*AIM OF THE EXERCISE*: The data beneath this task has to be reprinted character for character.
⟨
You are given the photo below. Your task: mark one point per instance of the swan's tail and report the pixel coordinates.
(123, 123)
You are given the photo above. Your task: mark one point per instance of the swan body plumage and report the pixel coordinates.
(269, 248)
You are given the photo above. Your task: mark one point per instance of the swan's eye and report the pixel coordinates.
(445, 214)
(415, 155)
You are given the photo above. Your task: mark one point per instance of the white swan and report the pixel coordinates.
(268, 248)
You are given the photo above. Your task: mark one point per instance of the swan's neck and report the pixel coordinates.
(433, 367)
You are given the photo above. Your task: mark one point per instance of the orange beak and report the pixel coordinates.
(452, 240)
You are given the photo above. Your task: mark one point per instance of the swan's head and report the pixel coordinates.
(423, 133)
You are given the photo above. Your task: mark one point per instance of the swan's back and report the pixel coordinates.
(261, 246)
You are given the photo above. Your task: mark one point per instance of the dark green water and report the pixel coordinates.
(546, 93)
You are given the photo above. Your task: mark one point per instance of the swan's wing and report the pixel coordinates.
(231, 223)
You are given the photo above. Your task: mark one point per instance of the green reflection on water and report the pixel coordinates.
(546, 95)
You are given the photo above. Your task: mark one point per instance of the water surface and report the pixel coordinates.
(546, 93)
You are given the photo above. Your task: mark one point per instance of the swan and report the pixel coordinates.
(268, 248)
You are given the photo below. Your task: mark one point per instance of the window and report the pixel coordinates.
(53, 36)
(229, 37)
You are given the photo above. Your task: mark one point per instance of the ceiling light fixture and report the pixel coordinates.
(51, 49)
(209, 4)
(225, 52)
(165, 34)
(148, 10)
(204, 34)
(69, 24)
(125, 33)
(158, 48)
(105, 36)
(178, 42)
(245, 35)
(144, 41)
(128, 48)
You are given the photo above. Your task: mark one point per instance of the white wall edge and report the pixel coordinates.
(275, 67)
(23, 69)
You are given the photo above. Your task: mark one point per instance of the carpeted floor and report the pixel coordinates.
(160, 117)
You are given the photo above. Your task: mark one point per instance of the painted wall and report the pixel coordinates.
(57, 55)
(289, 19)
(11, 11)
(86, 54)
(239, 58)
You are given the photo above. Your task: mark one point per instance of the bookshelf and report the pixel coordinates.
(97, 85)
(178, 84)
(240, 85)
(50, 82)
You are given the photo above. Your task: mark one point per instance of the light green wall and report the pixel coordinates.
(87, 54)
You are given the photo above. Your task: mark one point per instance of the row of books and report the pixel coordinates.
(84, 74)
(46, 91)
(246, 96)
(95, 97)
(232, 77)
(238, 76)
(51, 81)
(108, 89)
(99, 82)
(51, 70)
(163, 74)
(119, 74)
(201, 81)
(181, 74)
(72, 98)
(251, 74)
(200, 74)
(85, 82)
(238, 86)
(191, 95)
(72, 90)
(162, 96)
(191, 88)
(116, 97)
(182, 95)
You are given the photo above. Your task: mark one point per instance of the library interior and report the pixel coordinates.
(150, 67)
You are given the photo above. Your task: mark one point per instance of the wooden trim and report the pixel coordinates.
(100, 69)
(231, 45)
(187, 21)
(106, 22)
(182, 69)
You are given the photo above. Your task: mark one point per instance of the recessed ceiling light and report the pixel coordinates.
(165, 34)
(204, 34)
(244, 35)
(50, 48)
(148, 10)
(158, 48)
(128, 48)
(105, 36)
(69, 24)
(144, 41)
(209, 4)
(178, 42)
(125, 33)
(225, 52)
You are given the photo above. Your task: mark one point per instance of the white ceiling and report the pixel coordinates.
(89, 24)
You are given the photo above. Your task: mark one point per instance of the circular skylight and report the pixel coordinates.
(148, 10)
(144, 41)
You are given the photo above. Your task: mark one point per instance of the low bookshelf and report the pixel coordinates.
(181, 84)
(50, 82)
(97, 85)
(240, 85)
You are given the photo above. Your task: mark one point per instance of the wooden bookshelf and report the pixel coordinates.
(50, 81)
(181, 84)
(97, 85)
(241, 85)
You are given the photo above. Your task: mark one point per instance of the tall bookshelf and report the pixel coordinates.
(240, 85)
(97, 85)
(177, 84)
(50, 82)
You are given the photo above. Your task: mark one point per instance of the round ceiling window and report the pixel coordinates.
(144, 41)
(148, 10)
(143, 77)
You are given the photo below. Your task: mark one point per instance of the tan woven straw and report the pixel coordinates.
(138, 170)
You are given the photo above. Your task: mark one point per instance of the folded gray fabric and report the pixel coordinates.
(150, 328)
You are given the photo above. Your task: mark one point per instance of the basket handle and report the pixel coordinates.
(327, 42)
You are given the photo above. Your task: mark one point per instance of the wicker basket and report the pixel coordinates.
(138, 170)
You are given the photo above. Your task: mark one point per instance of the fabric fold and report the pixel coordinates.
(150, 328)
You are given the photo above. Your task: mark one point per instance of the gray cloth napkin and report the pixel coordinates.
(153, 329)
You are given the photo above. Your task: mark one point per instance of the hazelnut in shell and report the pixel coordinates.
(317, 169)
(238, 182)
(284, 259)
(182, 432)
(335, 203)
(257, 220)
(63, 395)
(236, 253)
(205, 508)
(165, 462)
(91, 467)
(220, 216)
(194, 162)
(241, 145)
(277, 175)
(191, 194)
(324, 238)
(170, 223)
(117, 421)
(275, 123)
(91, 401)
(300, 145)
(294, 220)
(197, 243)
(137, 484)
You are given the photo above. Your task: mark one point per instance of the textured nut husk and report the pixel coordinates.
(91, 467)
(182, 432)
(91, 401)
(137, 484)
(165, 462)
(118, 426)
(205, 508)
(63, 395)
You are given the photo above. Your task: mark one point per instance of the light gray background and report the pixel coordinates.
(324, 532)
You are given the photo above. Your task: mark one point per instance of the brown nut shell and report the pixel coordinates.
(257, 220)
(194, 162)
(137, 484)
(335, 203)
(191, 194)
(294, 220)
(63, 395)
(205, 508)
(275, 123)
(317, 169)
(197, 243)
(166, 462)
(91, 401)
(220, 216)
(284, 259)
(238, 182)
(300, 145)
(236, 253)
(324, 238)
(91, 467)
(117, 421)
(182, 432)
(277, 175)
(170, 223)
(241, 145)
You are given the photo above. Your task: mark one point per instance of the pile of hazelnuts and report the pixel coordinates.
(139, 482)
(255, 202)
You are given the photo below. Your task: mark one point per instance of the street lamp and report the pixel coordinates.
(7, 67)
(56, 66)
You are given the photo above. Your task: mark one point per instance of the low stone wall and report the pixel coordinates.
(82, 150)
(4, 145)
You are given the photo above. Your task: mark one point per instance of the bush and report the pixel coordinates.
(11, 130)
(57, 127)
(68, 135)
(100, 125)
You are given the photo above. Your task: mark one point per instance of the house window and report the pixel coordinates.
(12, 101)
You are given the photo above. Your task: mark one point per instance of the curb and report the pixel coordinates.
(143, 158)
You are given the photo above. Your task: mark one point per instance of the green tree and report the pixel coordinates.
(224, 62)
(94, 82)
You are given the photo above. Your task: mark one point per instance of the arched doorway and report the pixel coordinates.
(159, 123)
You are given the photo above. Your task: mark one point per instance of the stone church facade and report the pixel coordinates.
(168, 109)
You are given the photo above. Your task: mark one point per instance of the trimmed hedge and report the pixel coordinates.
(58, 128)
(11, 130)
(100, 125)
⟩
*ANSWER TO THIS PROBLEM*:
You are given the photo below. Your task: mark one point per instance of the swan's tail and report the pixel coordinates.
(123, 123)
You are given the photo above. Your task: mark one point per instance of the swan body plumage and report the pixel coordinates.
(269, 248)
You are given the photo above. Your task: mark one point per instance of the swan's eye and report the pixel coordinates.
(445, 214)
(415, 155)
You are given the photo above. Your task: mark one point per instance of the white swan and report the pixel coordinates.
(268, 248)
You are given the photo above. Your task: mark one point per instance of the swan's neck and report the pixel coordinates.
(433, 367)
You are given the photo above. Your task: mark one point per instance of the orange beak and report the pixel coordinates.
(452, 240)
You are given the photo above. Your task: mark one point per instance of the swan's head and report the pixel coordinates.
(423, 133)
You are given the photo above. Your task: mark one point per instance of the swan's back and report the pixel coordinates.
(261, 246)
You are given the photo above. Your task: mark one point per instance of the dark green water and report the pixel coordinates.
(546, 93)
You are given the photo above. Your task: mark one point per instance of the swan's wing and report the pixel coordinates.
(231, 223)
You are given the photo above. Your task: mark one point per instance of the green reflection on water and report the pixel coordinates.
(546, 95)
You are given the photo above. Your task: mark one point per instance of the water surface and report the pixel coordinates.
(546, 93)
You are given the photo above. Your task: mark one point per instance of the swan and report the pixel coordinates.
(268, 248)
You are given the photo below. Your task: mark one point per instance of the window and report the pixel coordinates.
(53, 36)
(229, 37)
You are given the photo above. Your task: mark one point per instance of the ceiling light fixture and report the pixel coordinates.
(51, 49)
(209, 4)
(225, 52)
(165, 34)
(148, 10)
(204, 34)
(69, 24)
(125, 33)
(158, 48)
(105, 36)
(178, 42)
(245, 35)
(144, 41)
(128, 48)
You are given the photo above. Your task: mark one point per instance of the white wall edge and report the pixel coordinates.
(275, 67)
(23, 69)
You are given the photo above. Your task: mark one point per instance of the carpeted floor and report the pixel coordinates.
(160, 117)
You are given the photo above. Your task: mark one point per instance of the painted wall and report the pixel coordinates.
(57, 55)
(289, 19)
(11, 11)
(86, 54)
(239, 58)
You are given the photo above. Your task: mark one point per instance of the bookshelf and report the pixel coordinates.
(97, 85)
(178, 84)
(240, 85)
(50, 82)
You are given the photo above. Your task: mark one point per instance of the light green wall and report the pixel coordinates.
(87, 54)
You are given the photo above. Your task: mark one point per instance of the row of books and report the pixel coordinates.
(84, 74)
(46, 91)
(246, 96)
(95, 97)
(232, 77)
(238, 76)
(51, 81)
(108, 89)
(99, 82)
(51, 70)
(163, 74)
(119, 74)
(201, 81)
(181, 74)
(72, 98)
(251, 74)
(200, 74)
(85, 82)
(238, 86)
(191, 95)
(72, 90)
(162, 96)
(191, 88)
(116, 97)
(182, 95)
You are given the photo above. Your task: mark one point per instance of the library interior and report the pixel coordinates.
(150, 67)
You are given the photo above. Your task: mark one point per instance of the wooden trim and report the pixel coordinates.
(100, 69)
(231, 45)
(187, 21)
(106, 22)
(182, 69)
You are given the photo above. Your task: mark one point per instance of the recessed ceiling light and report the pixel coordinates.
(165, 34)
(204, 34)
(244, 35)
(50, 48)
(148, 10)
(158, 48)
(128, 48)
(105, 36)
(69, 24)
(144, 41)
(209, 4)
(178, 42)
(125, 33)
(225, 52)
You are given the photo above. Your task: mark one point per instance of the white ceiling and report the pixel coordinates.
(89, 24)
You are given the photo above. Your task: mark one point per instance of the circular skylight and report the pixel coordinates.
(148, 10)
(144, 41)
You are given the photo above. Your task: mark one point per instance of the low bookshelf and report the pixel coordinates.
(181, 84)
(50, 82)
(97, 85)
(240, 85)
You are given the photo above. Your task: mark one point per instance of the wooden bookshelf and report the pixel coordinates.
(50, 81)
(181, 84)
(97, 85)
(241, 85)
You are given the photo above. Your task: mark one point per instance of the tall bookshelf and report the pixel coordinates.
(240, 85)
(97, 85)
(177, 84)
(50, 82)
You are given the photo above. Your task: mark one point per instance of the round ceiling window and report the pixel coordinates.
(144, 41)
(148, 10)
(143, 77)
You are given the photo below. Your task: mark one point per instance of the tan woven straw and report the pixel coordinates.
(138, 170)
You are given the photo above. Your task: mark one point per instance of the folded gray fabric and report the pixel coordinates.
(150, 328)
You are given the photo above. Your task: mark one point per instance of the basket handle and report the pixel coordinates.
(327, 42)
You are given the photo above. Your task: mark one point per instance of the wicker basket and report the pixel coordinates.
(138, 170)
You are given the photo above. Your task: mark one point per instance of the fabric fold and report the pixel coordinates.
(150, 328)
You are given the photo above. Your task: mark one point per instance of the gray cloth napkin and report the pixel coordinates.
(153, 329)
You are given the photo above. Your task: mark one point per instance of the hazelnut in shell and report the pixel coordinates.
(317, 169)
(238, 182)
(284, 259)
(182, 432)
(335, 203)
(257, 220)
(63, 395)
(236, 253)
(205, 508)
(165, 462)
(91, 467)
(220, 216)
(194, 162)
(241, 145)
(277, 175)
(191, 194)
(324, 238)
(170, 223)
(117, 421)
(275, 123)
(91, 401)
(300, 145)
(294, 220)
(197, 243)
(137, 484)
You are given the photo above. Your task: mark one point per instance of the textured nut husk and report the pixel coordinates.
(91, 467)
(182, 432)
(91, 401)
(137, 484)
(165, 462)
(118, 426)
(205, 508)
(63, 395)
You are given the photo above. Your task: mark one point per instance of the light gray background and report the pixel coordinates.
(324, 532)
You are given the photo above. Your task: mark one point per instance of the brown nut shell and report the pixel coordinates.
(257, 220)
(194, 162)
(137, 484)
(335, 203)
(191, 194)
(294, 220)
(63, 395)
(205, 508)
(275, 123)
(317, 169)
(197, 243)
(166, 462)
(91, 401)
(220, 216)
(284, 259)
(238, 182)
(300, 145)
(236, 253)
(324, 238)
(91, 467)
(117, 421)
(182, 432)
(277, 175)
(170, 223)
(241, 145)
You are given the photo above. Your task: mark one point per instance of the pile of hazelnuts and report the pixel coordinates.
(139, 482)
(255, 202)
You are given the photo below. Your task: mark one point per instance of the street lamp and report the pixel coordinates.
(7, 67)
(56, 66)
You are given the photo above. Your task: mark one point per instance of the low stone wall and report the pixel coordinates.
(82, 150)
(4, 145)
You are given the photo above. Your task: mark one point per instance of the bush and report the pixel coordinates.
(11, 130)
(57, 127)
(68, 135)
(100, 125)
You are given the photo above. Your task: mark one point per instance of the house window and report the pixel coordinates.
(12, 101)
You are given the photo above. Your task: mark one point per instance of the curb and report the pixel coordinates.
(143, 158)
You are given the photo above. Your task: mark one point per instance of the green tree and report the pixel coordinates.
(224, 62)
(94, 82)
You are given the photo above. Your task: mark one point per instance of the arched doorway and report the pixel coordinates.
(159, 123)
You are given the photo above. Your task: mark one point per instance of the stone church facade and report the pixel coordinates.
(168, 109)
You are given the photo above. Your task: mark one point per instance of the trimmed hedge and report the pixel coordinates.
(58, 128)
(11, 130)
(100, 125)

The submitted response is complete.